> Directions:
Report how many lines in the listing below contain the string "blue", treating the match as case-sensitive. Give only the number.

[begin Data]

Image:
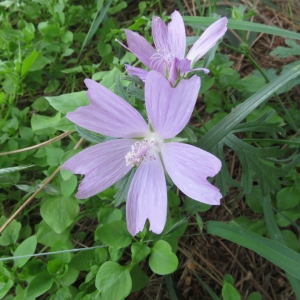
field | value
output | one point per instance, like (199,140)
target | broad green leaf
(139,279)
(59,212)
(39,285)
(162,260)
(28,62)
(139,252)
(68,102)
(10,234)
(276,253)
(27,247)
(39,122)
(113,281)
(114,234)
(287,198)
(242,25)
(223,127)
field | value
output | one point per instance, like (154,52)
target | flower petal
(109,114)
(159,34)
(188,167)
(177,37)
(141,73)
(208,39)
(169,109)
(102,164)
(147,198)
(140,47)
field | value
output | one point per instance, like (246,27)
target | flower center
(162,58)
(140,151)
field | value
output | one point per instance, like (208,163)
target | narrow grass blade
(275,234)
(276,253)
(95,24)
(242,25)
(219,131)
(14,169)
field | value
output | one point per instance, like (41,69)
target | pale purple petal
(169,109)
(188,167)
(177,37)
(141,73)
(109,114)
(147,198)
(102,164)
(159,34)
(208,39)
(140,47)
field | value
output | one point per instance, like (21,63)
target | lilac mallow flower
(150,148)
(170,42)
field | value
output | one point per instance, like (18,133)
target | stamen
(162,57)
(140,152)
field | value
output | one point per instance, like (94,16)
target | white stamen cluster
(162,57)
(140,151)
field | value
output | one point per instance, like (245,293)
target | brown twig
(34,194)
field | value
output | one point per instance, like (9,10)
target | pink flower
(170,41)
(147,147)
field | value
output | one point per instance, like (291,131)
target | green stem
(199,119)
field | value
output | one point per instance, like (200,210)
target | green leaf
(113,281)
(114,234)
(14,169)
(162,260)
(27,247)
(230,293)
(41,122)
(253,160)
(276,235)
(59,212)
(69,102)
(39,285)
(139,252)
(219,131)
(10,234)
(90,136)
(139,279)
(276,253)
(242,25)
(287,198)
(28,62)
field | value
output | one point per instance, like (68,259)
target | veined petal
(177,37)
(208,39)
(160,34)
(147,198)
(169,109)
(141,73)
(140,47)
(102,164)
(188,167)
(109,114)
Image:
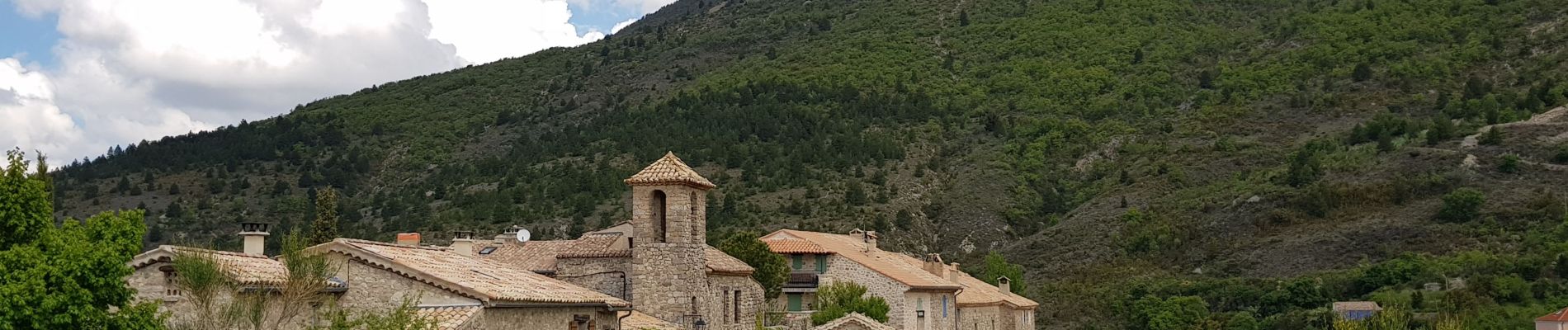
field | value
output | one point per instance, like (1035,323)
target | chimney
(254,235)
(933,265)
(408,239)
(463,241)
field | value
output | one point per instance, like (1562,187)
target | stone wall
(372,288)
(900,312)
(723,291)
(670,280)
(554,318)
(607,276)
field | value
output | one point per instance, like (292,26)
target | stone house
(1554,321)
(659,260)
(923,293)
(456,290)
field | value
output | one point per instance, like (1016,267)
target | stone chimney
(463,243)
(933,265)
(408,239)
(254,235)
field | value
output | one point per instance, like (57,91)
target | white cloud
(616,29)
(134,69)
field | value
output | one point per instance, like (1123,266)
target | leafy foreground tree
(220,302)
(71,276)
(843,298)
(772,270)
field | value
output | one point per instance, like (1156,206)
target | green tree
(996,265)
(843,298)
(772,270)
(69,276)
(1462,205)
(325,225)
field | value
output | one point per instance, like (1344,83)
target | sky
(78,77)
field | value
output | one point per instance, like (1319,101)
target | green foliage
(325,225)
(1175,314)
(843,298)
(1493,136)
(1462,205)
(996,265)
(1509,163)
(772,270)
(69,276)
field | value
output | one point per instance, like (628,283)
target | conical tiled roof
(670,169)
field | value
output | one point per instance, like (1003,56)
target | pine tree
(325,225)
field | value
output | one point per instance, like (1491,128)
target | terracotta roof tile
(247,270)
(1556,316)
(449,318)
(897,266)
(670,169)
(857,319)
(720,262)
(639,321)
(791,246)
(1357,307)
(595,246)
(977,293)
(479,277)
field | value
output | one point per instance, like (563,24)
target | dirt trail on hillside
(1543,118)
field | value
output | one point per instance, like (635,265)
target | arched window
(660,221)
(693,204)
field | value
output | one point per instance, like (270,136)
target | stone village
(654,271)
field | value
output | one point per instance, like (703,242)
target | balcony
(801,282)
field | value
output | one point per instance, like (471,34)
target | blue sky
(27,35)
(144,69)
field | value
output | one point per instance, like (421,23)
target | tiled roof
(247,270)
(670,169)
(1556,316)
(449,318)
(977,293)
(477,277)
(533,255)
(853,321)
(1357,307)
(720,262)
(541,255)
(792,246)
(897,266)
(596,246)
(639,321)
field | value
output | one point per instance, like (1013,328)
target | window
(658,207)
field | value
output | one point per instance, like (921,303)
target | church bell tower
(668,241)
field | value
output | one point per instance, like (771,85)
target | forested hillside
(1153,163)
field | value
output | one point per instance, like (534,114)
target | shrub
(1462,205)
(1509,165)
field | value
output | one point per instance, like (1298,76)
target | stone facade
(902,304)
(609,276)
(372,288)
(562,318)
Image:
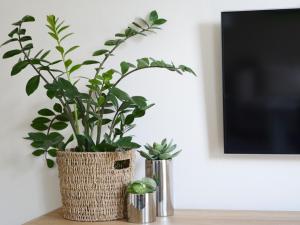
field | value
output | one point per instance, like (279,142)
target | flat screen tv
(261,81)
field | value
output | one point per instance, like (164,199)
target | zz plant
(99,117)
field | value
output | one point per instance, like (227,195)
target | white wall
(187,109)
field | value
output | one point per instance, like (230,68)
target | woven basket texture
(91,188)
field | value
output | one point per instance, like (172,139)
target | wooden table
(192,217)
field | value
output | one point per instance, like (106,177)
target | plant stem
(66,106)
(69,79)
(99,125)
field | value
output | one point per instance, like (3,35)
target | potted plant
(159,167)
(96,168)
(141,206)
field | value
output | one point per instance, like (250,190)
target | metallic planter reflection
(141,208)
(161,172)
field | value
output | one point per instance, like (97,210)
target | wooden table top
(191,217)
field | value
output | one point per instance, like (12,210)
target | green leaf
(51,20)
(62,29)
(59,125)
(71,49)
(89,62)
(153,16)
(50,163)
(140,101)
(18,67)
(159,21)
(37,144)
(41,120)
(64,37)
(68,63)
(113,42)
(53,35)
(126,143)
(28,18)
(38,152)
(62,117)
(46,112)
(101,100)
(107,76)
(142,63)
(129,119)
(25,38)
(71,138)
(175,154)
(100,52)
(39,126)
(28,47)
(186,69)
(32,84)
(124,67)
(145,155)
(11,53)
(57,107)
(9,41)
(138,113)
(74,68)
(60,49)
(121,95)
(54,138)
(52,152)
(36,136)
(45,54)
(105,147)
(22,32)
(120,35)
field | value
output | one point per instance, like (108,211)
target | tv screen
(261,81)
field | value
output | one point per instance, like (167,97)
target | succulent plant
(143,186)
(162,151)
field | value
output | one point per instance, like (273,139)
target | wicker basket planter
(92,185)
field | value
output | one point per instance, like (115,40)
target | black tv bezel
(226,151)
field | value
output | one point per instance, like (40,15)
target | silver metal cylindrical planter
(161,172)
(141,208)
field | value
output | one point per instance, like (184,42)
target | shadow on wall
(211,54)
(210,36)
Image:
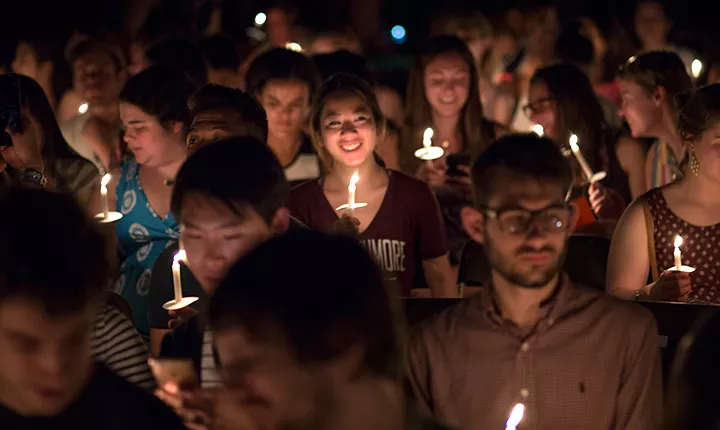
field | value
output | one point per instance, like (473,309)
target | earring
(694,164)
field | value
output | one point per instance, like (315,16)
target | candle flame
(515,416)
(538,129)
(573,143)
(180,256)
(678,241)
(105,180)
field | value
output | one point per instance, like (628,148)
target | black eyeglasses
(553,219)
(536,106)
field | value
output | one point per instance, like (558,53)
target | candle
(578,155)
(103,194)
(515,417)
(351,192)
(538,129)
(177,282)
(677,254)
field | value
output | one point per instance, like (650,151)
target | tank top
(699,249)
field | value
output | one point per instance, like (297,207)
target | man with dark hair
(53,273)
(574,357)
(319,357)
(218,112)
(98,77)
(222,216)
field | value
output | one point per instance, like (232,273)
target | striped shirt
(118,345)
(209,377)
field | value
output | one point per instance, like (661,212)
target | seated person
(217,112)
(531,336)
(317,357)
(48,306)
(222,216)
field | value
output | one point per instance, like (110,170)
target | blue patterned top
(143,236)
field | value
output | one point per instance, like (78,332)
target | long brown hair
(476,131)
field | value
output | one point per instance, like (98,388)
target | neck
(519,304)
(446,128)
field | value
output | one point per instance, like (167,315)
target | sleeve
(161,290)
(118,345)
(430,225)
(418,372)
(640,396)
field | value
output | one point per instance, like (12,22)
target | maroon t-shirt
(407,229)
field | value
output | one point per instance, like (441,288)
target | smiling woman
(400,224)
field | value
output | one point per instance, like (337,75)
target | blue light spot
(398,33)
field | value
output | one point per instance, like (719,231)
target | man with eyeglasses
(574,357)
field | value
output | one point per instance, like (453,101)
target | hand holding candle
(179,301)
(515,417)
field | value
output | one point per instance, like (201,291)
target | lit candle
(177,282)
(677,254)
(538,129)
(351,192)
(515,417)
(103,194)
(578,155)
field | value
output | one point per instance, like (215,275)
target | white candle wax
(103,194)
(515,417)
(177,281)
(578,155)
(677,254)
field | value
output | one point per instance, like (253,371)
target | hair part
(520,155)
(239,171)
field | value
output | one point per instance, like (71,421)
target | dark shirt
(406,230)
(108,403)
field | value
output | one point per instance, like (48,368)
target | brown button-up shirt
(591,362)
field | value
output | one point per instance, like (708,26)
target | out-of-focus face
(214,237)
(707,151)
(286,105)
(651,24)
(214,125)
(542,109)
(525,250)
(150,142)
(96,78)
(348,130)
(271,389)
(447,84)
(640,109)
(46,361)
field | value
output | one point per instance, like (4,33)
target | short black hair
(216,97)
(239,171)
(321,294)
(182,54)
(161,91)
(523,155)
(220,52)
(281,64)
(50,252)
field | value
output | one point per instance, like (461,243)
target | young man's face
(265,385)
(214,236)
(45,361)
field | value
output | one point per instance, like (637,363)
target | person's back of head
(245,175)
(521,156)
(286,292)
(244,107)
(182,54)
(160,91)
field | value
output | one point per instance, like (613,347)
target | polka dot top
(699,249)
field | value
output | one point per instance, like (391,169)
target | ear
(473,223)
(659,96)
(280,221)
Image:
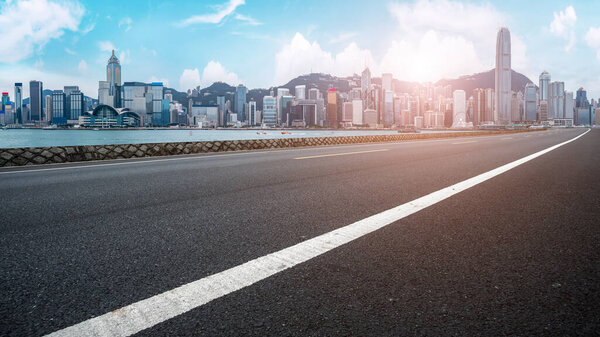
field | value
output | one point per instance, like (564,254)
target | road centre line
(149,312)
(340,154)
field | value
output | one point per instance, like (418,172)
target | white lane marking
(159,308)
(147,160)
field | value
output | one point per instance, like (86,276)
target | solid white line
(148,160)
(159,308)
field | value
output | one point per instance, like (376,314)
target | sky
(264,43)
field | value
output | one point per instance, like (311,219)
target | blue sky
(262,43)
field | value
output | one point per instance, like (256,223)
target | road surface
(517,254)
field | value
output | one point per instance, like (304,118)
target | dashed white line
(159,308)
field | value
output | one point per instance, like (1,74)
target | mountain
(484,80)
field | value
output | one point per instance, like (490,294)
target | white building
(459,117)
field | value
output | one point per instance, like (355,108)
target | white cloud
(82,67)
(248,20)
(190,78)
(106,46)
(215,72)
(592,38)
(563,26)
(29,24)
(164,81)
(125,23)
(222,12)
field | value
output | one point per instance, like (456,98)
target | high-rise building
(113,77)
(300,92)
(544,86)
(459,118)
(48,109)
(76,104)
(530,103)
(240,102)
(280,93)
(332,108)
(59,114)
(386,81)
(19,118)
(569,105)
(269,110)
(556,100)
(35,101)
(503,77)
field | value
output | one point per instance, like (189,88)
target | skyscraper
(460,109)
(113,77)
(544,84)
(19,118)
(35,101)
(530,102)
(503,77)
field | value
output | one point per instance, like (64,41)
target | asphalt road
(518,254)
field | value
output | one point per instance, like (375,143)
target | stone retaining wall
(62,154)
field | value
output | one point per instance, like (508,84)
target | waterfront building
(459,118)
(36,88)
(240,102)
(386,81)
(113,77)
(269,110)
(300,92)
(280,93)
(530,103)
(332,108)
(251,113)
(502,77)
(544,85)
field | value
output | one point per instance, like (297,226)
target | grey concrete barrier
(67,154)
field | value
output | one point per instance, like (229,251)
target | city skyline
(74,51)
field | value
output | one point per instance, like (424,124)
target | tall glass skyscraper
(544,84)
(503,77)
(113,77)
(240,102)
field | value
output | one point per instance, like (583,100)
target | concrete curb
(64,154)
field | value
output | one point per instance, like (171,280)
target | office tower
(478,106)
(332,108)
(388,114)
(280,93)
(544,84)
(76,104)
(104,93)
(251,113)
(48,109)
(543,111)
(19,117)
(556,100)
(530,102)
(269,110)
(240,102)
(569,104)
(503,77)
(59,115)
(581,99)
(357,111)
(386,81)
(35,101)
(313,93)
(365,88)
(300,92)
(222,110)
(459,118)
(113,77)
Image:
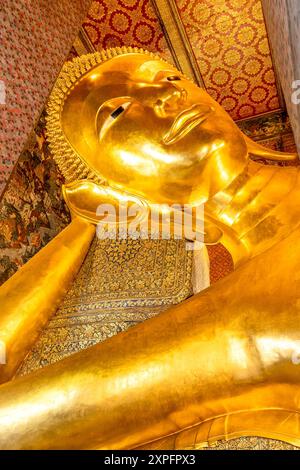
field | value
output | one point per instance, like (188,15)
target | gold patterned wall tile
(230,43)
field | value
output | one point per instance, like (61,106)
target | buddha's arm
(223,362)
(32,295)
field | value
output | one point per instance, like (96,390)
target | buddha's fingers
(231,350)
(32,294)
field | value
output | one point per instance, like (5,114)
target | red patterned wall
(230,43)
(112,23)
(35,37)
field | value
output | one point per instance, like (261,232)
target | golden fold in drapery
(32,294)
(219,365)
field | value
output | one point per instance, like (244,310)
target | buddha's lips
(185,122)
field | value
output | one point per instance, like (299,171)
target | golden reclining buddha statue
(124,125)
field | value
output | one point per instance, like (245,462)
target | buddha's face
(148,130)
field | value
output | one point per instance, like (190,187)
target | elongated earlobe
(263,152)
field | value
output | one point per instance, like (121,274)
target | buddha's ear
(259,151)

[end Data]

> Task solution:
4